Region pointing data:
[Start of Attachment]
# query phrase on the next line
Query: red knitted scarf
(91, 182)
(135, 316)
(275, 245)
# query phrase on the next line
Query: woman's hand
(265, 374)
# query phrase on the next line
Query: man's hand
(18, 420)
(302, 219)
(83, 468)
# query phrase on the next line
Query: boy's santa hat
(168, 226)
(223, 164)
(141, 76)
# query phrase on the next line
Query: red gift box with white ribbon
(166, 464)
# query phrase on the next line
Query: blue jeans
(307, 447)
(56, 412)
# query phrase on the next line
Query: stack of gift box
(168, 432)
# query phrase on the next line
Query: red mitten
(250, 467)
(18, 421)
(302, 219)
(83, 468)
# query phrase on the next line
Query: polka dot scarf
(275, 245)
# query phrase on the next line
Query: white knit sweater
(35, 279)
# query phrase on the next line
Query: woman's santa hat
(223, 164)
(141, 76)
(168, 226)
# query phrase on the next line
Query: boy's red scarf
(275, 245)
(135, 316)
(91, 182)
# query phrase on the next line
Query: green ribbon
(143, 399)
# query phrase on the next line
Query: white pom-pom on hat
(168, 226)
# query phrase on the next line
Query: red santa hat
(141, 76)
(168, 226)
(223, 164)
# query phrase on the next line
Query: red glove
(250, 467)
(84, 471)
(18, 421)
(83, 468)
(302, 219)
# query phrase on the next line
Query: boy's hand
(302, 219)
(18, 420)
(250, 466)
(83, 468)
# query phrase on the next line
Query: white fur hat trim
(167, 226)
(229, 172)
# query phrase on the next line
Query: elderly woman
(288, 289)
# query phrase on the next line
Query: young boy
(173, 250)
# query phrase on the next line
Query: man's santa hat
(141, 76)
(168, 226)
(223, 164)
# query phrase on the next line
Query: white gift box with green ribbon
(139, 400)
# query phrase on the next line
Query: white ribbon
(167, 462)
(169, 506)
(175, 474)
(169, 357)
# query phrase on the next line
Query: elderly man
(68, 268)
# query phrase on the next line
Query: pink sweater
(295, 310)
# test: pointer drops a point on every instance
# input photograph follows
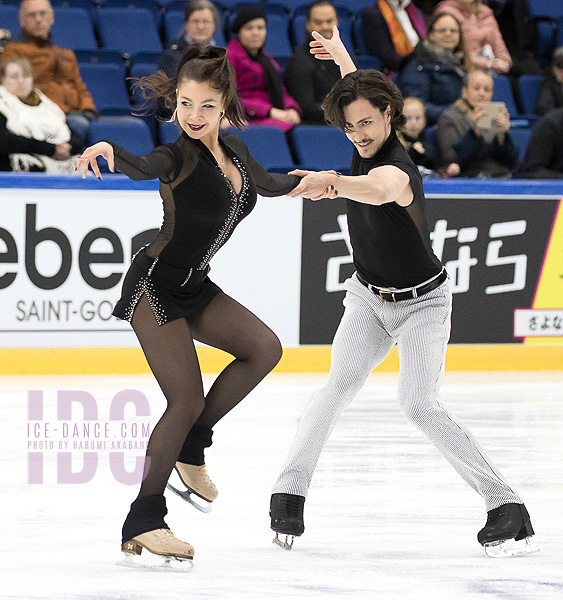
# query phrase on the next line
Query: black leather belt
(414, 292)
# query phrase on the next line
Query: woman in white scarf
(34, 135)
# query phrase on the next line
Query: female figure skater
(208, 185)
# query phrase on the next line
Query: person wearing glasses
(435, 70)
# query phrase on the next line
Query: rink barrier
(305, 359)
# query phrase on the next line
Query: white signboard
(64, 253)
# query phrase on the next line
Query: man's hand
(315, 184)
(332, 49)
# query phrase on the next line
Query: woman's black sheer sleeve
(160, 163)
(267, 184)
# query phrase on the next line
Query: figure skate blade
(510, 548)
(188, 496)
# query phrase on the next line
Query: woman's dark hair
(372, 85)
(194, 5)
(461, 47)
(199, 63)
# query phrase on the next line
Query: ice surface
(386, 516)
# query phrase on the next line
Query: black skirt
(172, 293)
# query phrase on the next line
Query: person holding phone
(473, 132)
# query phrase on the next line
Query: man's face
(322, 19)
(366, 126)
(37, 18)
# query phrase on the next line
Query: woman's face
(16, 81)
(416, 120)
(199, 109)
(253, 35)
(445, 33)
(200, 26)
(479, 89)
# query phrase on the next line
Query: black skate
(508, 532)
(286, 512)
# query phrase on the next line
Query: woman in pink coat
(259, 81)
(481, 33)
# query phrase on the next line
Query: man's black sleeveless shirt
(391, 243)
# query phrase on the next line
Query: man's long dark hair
(372, 85)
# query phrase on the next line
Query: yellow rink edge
(307, 359)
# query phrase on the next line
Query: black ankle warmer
(198, 439)
(146, 514)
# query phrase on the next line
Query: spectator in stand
(5, 36)
(435, 70)
(550, 95)
(259, 81)
(307, 79)
(201, 19)
(55, 69)
(544, 155)
(391, 29)
(413, 139)
(481, 33)
(34, 135)
(477, 151)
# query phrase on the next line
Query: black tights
(171, 355)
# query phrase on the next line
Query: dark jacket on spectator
(544, 155)
(378, 42)
(309, 80)
(550, 95)
(476, 156)
(435, 82)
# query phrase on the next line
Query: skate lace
(205, 477)
(292, 506)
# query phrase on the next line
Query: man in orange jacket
(55, 69)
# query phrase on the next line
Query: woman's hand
(332, 49)
(62, 151)
(419, 147)
(478, 113)
(88, 158)
(452, 170)
(502, 122)
(315, 184)
(287, 116)
(500, 65)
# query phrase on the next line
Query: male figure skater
(400, 295)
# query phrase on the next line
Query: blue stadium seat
(521, 137)
(320, 147)
(367, 61)
(502, 92)
(267, 145)
(106, 83)
(277, 40)
(298, 33)
(9, 19)
(73, 29)
(169, 132)
(100, 55)
(129, 132)
(129, 30)
(151, 5)
(357, 33)
(174, 26)
(528, 88)
(431, 139)
(545, 15)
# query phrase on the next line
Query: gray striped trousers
(370, 327)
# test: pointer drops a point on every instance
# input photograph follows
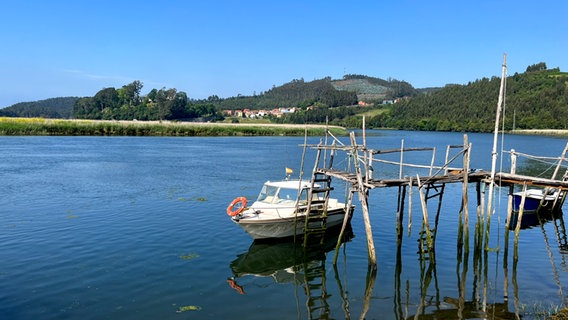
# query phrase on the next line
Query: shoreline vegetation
(10, 126)
(75, 127)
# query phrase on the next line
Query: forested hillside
(536, 99)
(49, 108)
(296, 93)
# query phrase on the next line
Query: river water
(136, 228)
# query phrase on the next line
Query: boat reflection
(287, 261)
(284, 259)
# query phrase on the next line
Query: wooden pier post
(363, 196)
(511, 190)
(494, 151)
(465, 199)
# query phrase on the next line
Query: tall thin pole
(494, 151)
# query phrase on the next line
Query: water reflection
(287, 261)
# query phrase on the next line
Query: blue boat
(537, 199)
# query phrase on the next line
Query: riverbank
(74, 127)
(542, 132)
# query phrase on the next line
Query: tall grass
(57, 127)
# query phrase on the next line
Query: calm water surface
(135, 228)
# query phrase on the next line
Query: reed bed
(60, 127)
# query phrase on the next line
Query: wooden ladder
(318, 198)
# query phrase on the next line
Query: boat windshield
(274, 194)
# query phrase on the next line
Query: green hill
(534, 100)
(55, 108)
(371, 89)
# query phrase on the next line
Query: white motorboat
(281, 207)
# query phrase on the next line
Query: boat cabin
(285, 192)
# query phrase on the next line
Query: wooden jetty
(454, 170)
(359, 176)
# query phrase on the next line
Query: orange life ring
(240, 200)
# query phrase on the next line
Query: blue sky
(75, 48)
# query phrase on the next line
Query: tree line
(536, 99)
(126, 103)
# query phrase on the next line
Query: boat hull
(288, 227)
(534, 201)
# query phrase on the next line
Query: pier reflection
(415, 295)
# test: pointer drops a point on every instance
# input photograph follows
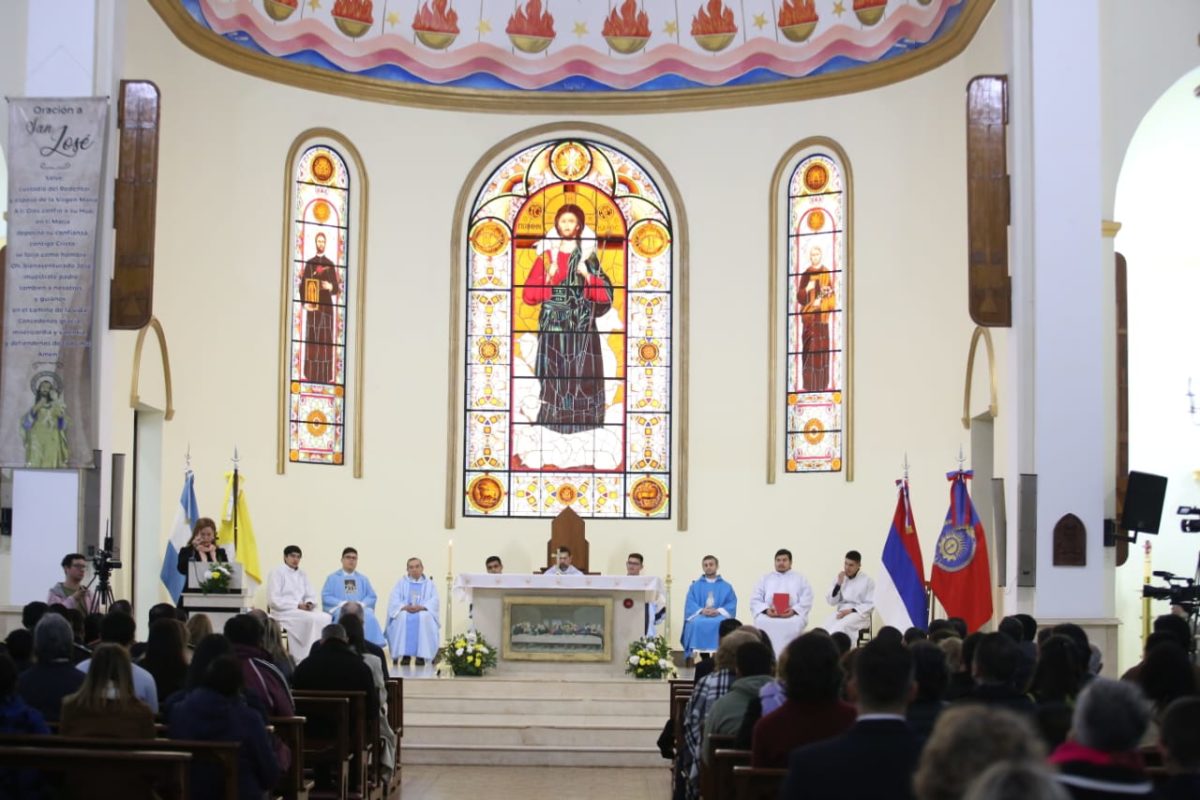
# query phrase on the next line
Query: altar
(579, 624)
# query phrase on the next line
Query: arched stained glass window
(816, 292)
(321, 241)
(569, 337)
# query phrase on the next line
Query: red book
(780, 601)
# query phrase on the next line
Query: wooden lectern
(567, 531)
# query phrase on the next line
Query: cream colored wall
(219, 258)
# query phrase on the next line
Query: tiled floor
(522, 782)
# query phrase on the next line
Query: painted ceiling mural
(581, 48)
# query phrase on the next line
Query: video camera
(1179, 590)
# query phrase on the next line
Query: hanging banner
(55, 162)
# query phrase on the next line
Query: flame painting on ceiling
(715, 52)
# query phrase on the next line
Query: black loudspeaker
(1144, 503)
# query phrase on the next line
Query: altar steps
(534, 722)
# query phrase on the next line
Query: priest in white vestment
(413, 617)
(781, 602)
(348, 584)
(292, 601)
(852, 597)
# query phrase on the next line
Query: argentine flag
(186, 515)
(900, 597)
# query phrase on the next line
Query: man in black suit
(876, 757)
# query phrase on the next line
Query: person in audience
(711, 601)
(166, 655)
(994, 666)
(53, 677)
(413, 614)
(19, 645)
(781, 602)
(931, 677)
(216, 711)
(31, 614)
(106, 705)
(1055, 685)
(852, 597)
(1101, 759)
(880, 750)
(351, 585)
(1023, 780)
(293, 602)
(357, 639)
(707, 665)
(259, 675)
(71, 590)
(966, 740)
(157, 612)
(711, 689)
(813, 678)
(754, 662)
(1180, 745)
(118, 629)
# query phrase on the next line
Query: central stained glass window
(569, 337)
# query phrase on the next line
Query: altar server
(781, 602)
(413, 617)
(852, 597)
(293, 602)
(349, 584)
(709, 600)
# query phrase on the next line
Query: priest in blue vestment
(413, 617)
(709, 600)
(348, 584)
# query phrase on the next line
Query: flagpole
(235, 498)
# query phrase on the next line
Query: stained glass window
(321, 242)
(816, 314)
(569, 337)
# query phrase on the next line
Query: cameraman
(70, 591)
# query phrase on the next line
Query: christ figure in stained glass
(816, 300)
(319, 286)
(571, 290)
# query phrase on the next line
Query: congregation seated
(880, 751)
(107, 704)
(813, 710)
(52, 677)
(216, 711)
(166, 655)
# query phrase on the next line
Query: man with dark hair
(70, 591)
(994, 667)
(781, 602)
(877, 756)
(852, 597)
(119, 629)
(53, 677)
(1180, 743)
(813, 711)
(259, 675)
(293, 603)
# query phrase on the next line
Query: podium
(220, 606)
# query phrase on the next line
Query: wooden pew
(757, 782)
(165, 773)
(724, 761)
(293, 785)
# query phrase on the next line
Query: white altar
(628, 595)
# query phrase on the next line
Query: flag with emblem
(961, 575)
(900, 597)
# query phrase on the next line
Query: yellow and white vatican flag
(237, 534)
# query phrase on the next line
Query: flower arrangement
(651, 657)
(467, 654)
(216, 577)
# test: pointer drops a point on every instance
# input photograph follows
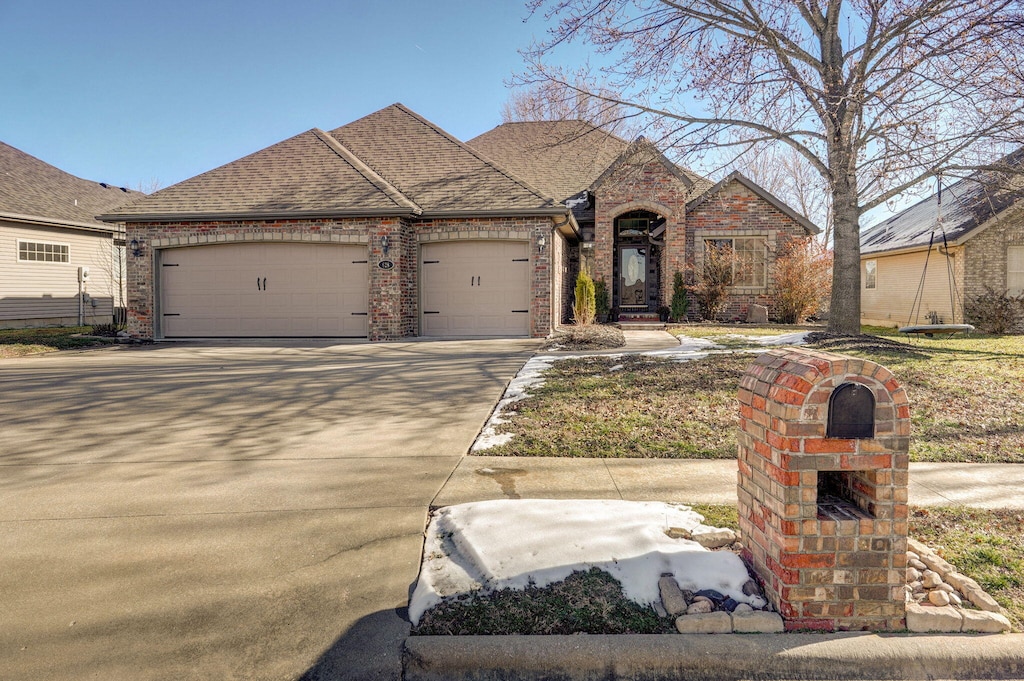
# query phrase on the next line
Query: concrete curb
(715, 657)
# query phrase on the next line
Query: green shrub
(602, 302)
(994, 311)
(680, 300)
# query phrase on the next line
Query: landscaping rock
(984, 623)
(931, 579)
(757, 313)
(757, 622)
(672, 596)
(711, 623)
(922, 619)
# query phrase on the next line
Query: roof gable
(35, 190)
(966, 206)
(778, 204)
(562, 158)
(307, 174)
(434, 169)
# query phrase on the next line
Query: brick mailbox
(822, 456)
[End of Attachment]
__Required action__.
Would you give again, exactly as written, the lines from the one containing "Query: yellow and white vatican flag" through the end of the records, with no pictures and no other lines?

__Task answer__.
Query: yellow and white vatican flag
(237, 534)
# query phrase on the next line
Query: flower arrangement
(651, 657)
(467, 654)
(216, 577)
# test: pointer drops a point on every instance
# input photograph follows
# query phrase on the next line
Query: concrete curb
(715, 657)
# query phrase on the next line
Query: green shrub
(602, 302)
(994, 311)
(680, 300)
# query phrase on the next line
Query: landscaping rock
(984, 623)
(931, 579)
(757, 313)
(757, 622)
(672, 596)
(711, 623)
(922, 619)
# query phrase on the next line
Query: roof gable
(35, 190)
(966, 206)
(778, 204)
(562, 158)
(307, 174)
(434, 169)
# query phrase on the next line
Query: brick mailbox
(822, 456)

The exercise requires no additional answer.